→ **What the exercise asks**:
Copy out the passage on septic arthritis and Lyme disease in children's knees word for word.

BEGIN Document extract

Septic or infectious arthritis of the knee and Lyme disease have similar symptoms in children but require different immediate treatment to ensure optimal recovery. A new study in the May 4 issue of the Journal of Bone and Joint Surgery identifies four symptoms that are predictive of septic arthritis when the condition presents itself in a child's knee--an important distinction in areas where Lyme disease is prevalent.
Septic arthritis is considered a medical emergency requiring surgical irrigation (flushing) and drainage to prevent rapid and irreversible destruction of the cartilage surrounding the knee. Lyme disease, an infection common in the northwest and northeast parts of the U.S. and caused by bacteria normally found in deer and transmitted to humans through ticks, is treated with antibiotics. In addition to knee swelling and pain, both conditions may cause a fever, swelling of other joints, irritability and an inability to bear weight on the affected extremity. Common laboratory tests to measure inflammation, as well as white blood cell counts, also may be elevated.
In the new study, researchers reviewed the records of 189 patients under age 18 who presented to Children's Hospital of Philadelphia (CHOP) with excess fluid in the knee between 2005 and 2013. Of these patients, 23 had culture-positive septic arthritis; 26, culture-negative septic arthritis; and 140, Lyme disease.

END Document extract
BEGIN Information given

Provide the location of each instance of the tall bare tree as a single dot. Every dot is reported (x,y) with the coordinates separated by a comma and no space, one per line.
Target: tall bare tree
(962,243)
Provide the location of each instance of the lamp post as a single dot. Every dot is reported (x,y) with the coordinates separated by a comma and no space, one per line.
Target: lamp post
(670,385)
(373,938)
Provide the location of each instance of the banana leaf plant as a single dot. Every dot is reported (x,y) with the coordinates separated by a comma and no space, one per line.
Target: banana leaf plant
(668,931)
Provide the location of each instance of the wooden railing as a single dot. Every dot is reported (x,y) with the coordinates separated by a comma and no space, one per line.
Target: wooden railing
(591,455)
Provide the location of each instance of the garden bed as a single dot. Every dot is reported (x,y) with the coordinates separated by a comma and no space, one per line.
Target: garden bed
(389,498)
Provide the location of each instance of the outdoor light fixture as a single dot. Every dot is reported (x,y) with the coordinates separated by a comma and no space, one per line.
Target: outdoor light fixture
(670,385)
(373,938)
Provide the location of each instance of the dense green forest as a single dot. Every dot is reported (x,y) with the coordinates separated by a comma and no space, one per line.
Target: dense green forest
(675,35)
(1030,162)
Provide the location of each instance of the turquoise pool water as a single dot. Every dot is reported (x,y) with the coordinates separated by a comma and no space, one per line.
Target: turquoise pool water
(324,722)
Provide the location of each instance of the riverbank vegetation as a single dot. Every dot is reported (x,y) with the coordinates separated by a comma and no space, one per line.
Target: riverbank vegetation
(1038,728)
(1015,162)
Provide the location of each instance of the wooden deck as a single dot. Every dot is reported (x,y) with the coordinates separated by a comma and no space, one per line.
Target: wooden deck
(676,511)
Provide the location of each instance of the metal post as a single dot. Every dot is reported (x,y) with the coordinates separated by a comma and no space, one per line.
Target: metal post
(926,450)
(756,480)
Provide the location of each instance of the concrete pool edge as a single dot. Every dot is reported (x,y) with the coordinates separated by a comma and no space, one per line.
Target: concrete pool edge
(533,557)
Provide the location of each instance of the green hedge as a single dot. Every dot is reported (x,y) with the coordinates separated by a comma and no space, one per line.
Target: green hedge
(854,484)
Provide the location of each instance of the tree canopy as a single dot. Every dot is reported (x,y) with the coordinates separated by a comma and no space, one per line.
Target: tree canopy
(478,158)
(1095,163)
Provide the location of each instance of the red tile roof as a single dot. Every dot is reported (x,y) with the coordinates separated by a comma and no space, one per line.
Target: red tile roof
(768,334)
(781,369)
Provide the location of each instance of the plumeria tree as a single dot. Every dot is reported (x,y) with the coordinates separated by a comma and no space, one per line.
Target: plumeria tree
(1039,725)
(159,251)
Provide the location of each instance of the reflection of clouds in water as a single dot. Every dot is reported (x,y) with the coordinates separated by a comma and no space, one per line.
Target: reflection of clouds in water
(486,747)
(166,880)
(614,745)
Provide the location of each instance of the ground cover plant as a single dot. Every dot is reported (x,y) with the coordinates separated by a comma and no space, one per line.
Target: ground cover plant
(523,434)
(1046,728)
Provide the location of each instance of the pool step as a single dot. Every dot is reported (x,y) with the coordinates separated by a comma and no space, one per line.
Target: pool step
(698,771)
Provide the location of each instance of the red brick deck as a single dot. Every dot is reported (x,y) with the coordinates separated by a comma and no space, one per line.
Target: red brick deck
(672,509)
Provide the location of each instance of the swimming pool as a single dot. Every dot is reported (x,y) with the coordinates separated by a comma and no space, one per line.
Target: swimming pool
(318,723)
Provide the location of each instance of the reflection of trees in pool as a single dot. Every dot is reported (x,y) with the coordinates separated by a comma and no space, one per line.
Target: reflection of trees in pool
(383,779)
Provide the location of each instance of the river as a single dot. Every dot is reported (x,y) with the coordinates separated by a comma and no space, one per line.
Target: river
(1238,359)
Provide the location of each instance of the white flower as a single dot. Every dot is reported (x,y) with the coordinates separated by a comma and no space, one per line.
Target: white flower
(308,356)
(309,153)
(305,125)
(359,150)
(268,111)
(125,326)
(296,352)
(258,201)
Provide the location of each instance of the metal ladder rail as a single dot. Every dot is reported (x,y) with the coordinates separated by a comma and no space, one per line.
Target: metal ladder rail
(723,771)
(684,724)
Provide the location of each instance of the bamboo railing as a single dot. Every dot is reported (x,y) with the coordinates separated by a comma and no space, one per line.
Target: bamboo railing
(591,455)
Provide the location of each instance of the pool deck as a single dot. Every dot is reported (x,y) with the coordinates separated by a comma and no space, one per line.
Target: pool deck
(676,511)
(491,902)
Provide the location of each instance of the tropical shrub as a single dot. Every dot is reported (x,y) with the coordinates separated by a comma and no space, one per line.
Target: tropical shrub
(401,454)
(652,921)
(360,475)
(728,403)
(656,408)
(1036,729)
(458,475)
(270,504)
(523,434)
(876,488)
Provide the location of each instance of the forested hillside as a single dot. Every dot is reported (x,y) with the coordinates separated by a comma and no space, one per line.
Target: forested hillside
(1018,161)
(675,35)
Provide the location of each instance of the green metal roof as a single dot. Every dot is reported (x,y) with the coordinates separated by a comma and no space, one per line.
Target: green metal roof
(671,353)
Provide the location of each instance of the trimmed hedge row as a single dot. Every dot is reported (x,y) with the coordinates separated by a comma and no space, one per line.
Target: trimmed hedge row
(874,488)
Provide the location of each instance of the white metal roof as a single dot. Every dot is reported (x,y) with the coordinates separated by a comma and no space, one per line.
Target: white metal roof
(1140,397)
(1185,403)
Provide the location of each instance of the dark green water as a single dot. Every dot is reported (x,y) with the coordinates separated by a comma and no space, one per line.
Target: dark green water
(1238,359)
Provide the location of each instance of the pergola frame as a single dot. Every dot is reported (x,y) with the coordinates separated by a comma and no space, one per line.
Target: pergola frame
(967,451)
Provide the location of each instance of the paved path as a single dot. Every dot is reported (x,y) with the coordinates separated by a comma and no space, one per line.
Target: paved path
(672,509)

END Information given

→ **Answer**:
Septic or infectious arthritis of the knee and Lyme disease have similar symptoms in children but require different immediate treatment to ensure optimal recovery. A new study in the May 4 issue of the Journal of Bone and Joint Surgery identifies four symptoms that are predictive of septic arthritis when the condition presents itself in a child's knee--an important distinction in areas where Lyme disease is prevalent.
Septic arthritis is considered a medical emergency requiring surgical irrigation (flushing) and drainage to prevent rapid and irreversible destruction of the cartilage surrounding the knee. Lyme disease, an infection common in the northwest and northeast parts of the U.S. and caused by bacteria normally found in deer and transmitted to humans through ticks, is treated with antibiotics. In addition to knee swelling and pain, both conditions may cause a fever, swelling of other joints, irritability and an inability to bear weight on the affected extremity. Common laboratory tests to measure inflammation, as well as white blood cell counts, also may be elevated.
In the new study, researchers reviewed the records of 189 patients under age 18 who presented to Children's Hospital of Philadelphia (CHOP) with excess fluid in the knee between 2005 and 2013. Of these patients, 23 had culture-positive septic arthritis; 26, culture-negative septic arthritis; and 140, Lyme disease.